Forward port some fixes that were in email 2.5 but for some reason didn't make
it into email 4.0. Specifically, in Message.get_content_charset(), handle RFC
2231 headers that contain an encoding not known to Python, or a character in
the data that isn't in the charset encoding. Also forward port the
appropriate unit tests.
diff --git a/Lib/email/message.py b/Lib/email/message.py
index 50d90b4..79c5c4c 100644
--- a/Lib/email/message.py
+++ b/Lib/email/message.py
@@ -747,7 +747,18 @@
if isinstance(charset, tuple):
# RFC 2231 encoded, so decode it, and it better end up as ascii.
pcharset = charset[0] or 'us-ascii'
- charset = unicode(charset[2], pcharset).encode('us-ascii')
+ try:
+ # LookupError will be raised if the charset isn't known to
+ # Python. UnicodeError will be raised if the encoded text
+ # contains a character not in the charset.
+ charset = unicode(charset[2], pcharset).encode('us-ascii')
+ except (LookupError, UnicodeError):
+ charset = charset[2]
+ # charset character must be in us-ascii range
+ try:
+ charset = unicode(charset, 'us-ascii').encode('us-ascii')
+ except UnicodeError:
+ return failobj
# RFC 2046, $4.1.2 says charsets are not case sensitive
return charset.lower()
• • • • • • •
**Requests:**
1. Answer these questions from the patch:
(a) Which method does the patch change?
(b) Which two exceptions does the new code catch when decoding with pcharset?
(c) What does the method return if the charset raises a UnicodeError on the us-ascii check?
2. Summarize the patch in two sentences.

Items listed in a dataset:
• • • • • • •
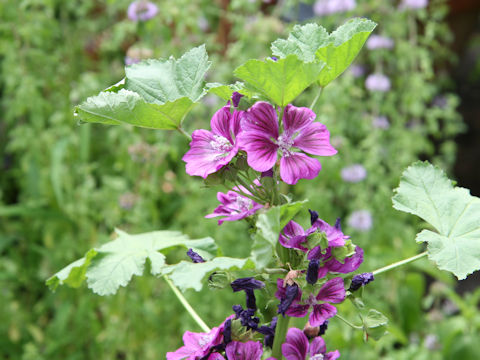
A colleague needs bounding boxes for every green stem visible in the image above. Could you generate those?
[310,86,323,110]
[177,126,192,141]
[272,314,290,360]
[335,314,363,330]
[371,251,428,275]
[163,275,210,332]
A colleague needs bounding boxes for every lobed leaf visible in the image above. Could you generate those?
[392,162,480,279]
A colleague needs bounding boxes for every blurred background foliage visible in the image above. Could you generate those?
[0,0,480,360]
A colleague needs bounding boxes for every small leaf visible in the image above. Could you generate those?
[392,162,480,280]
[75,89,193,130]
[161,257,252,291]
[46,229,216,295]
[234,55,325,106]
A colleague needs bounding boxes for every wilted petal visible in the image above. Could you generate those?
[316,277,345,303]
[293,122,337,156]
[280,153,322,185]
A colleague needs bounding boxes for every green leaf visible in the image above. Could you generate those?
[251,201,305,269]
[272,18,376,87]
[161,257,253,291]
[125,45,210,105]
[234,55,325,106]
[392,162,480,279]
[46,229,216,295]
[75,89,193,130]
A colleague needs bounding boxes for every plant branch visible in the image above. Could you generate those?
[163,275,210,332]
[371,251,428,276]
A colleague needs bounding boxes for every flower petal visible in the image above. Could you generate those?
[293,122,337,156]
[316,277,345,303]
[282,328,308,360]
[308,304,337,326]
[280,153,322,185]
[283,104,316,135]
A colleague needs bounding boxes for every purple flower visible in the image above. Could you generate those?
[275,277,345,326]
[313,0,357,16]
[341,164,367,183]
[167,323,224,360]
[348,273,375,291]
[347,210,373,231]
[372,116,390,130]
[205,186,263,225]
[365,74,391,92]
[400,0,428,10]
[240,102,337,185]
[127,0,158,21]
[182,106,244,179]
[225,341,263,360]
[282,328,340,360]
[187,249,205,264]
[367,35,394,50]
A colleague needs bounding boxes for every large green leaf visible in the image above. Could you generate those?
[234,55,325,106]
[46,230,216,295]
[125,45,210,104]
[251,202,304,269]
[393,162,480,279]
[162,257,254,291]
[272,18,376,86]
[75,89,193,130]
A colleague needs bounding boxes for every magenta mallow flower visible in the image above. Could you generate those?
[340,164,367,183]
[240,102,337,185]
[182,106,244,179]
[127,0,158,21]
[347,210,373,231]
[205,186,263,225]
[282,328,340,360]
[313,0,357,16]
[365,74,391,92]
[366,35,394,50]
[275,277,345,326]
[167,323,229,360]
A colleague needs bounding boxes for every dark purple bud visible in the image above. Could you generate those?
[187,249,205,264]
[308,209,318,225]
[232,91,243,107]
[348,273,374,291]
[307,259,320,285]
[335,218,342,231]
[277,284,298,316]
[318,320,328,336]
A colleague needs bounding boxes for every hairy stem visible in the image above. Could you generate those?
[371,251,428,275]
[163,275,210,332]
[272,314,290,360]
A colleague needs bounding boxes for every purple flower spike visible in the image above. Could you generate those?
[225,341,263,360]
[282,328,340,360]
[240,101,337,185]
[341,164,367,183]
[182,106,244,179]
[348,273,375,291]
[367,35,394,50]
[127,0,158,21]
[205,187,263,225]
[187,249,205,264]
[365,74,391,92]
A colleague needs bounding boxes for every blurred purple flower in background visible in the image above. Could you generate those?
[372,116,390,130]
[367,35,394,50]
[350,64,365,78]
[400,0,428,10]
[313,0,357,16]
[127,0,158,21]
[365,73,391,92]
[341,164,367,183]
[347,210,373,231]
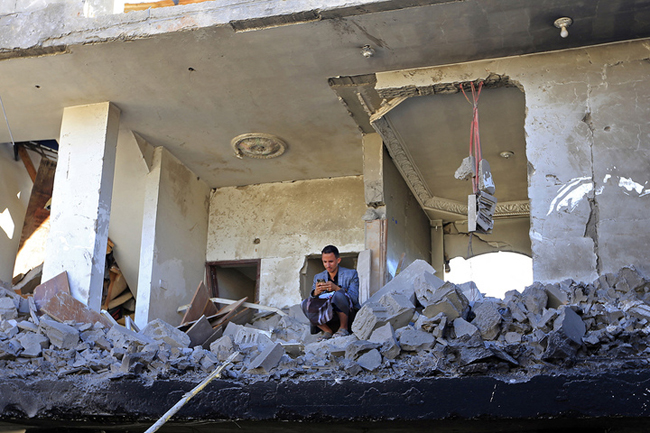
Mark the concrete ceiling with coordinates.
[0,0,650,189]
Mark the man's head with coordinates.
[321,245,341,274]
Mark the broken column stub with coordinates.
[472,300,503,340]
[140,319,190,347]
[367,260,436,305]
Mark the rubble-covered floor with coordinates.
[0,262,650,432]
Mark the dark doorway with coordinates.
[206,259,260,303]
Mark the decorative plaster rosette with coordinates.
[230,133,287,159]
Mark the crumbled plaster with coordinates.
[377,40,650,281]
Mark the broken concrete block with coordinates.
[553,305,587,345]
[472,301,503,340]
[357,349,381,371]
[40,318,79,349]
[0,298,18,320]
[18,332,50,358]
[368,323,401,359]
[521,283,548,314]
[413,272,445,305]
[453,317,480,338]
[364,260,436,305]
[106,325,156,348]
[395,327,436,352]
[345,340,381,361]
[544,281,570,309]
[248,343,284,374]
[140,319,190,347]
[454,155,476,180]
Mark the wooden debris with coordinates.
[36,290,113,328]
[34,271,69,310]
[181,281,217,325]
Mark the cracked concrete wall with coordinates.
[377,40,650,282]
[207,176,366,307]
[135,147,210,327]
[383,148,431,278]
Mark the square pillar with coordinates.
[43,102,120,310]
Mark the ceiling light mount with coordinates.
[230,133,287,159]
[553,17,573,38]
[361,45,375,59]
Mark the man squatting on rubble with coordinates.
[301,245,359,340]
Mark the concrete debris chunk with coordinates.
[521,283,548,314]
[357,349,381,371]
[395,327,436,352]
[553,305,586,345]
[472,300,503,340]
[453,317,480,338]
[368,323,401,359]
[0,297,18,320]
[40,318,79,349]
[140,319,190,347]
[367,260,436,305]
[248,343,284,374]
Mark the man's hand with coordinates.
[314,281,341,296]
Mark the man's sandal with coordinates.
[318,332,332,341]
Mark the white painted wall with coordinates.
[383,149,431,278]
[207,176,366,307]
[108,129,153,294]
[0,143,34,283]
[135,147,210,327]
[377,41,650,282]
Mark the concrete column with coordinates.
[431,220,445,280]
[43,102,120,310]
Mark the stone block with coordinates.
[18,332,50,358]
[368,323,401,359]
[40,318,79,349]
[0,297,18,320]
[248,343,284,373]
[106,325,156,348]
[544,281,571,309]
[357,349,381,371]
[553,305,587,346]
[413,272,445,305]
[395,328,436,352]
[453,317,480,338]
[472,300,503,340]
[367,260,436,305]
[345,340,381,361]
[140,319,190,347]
• • • • • • •
**Exercise results:**
1.
(a) Message.get_content_charset()
(b) LookupError and UnicodeError
(c) failobj

2. The patch forward ports fixes and their unit tests from email 2.5 that did not make it into email 4.0. In Message.get_content_charset(), it handles RFC 2231 headers with an encoding not known to Python or with a character not in the charset encoding, and it returns failobj when the charset is not in the us-ascii range.